ESTRATTO DELLA PAGINA>
==============================
Visita il Sito Web »
PROTAGONISTI

INTERVISTA A VIRGINIO TRIVELLA, CONSIGLIERE DELEGATO EFFICIENZA ENERGETICA ASSIMPREDIL ANCE

MISURE DI ACCOMPAGNAMENTO DELLA TRANSIZIONE ENERGETICA DELL'EDILIZIA: PROPOSTE PER UNO SCHEMA METODOLOGICO


Qual è il miglior sistema per accompagnare la transizione energetica?

Non c’è una risposta univoca. Le variabili sono tante e come sanno bene i matematici non è facile trovare la soluzione ottimale di un sistema con molte variabili.
Tuttavia, vista la posta e i costi in gioco, nonostante le difficoltà non è opportuno affidarsi al caso o alle sensazioni, ma è necessario cercare di ricondurre il dibattito sulle misure di stimolo su un piano razionale.
La transizione energetica, che è parte di quella ecologica, è un’azione collettiva di lungo periodo che richiede l’impegno di ingenti risorse economiche e deve essere considerata alla stregua di un investimento, e non solo un costo.
Gli incentivi fiscali, e tra questi le misure finalizzate a stimolare l’efficientamento energetico degli edifici, devono essere valutati come si valutano gli investimenti, considerando costi e benefici, fiscali e di altro tipo, incluse le esternalità positive non direttamente quantificabili che, se ritenute di interesse collettivo, devono essere incluse nella valutazione politica delle misure di politica economica.
==============================
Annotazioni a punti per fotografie
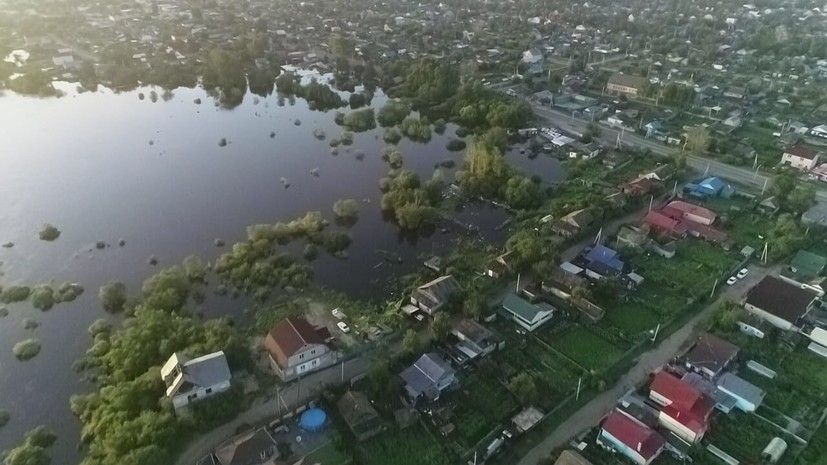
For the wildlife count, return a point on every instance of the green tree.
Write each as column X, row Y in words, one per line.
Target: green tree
column 346, row 208
column 113, row 296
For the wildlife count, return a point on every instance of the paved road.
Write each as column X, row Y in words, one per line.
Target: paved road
column 593, row 412
column 292, row 395
column 608, row 135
==============================
CONSEGNA 1>
Elenchi tutte le righe dell'estratto sulla transizione energetica scritte interamente in lettere maiuscole.
CONSEGNA 2>
Riporti fedelmente il passo dell'estratto sulla transizione energetica da "Non c’è una" a "solo un costo.".

RISPOSTA FINALE 1>
PROTAGONISTI
INTERVISTA A VIRGINIO TRIVELLA, CONSIGLIERE DELEGATO EFFICIENZA ENERGETICA ASSIMPREDIL ANCE
MISURE DI ACCOMPAGNAMENTO DELLA TRANSIZIONE ENERGETICA DELL'EDILIZIA: PROPOSTE PER UNO SCHEMA METODOLOGICO

RISPOSTA FINALE 2>
Non c’è una risposta univoca. Le variabili sono tante e come sanno bene i matematici non è facile trovare la soluzione ottimale di un sistema con molte variabili.
Tuttavia, vista la posta e i costi in gioco, nonostante le difficoltà non è opportuno affidarsi al caso o alle sensazioni, ma è necessario cercare di ricondurre il dibattito sulle misure di stimolo su un piano razionale.
La transizione energetica, che è parte di quella ecologica, è un’azione collettiva di lungo periodo che richiede l’impegno di ingenti risorse economiche e deve essere considerata alla stregua di un investimento, e non solo un costo.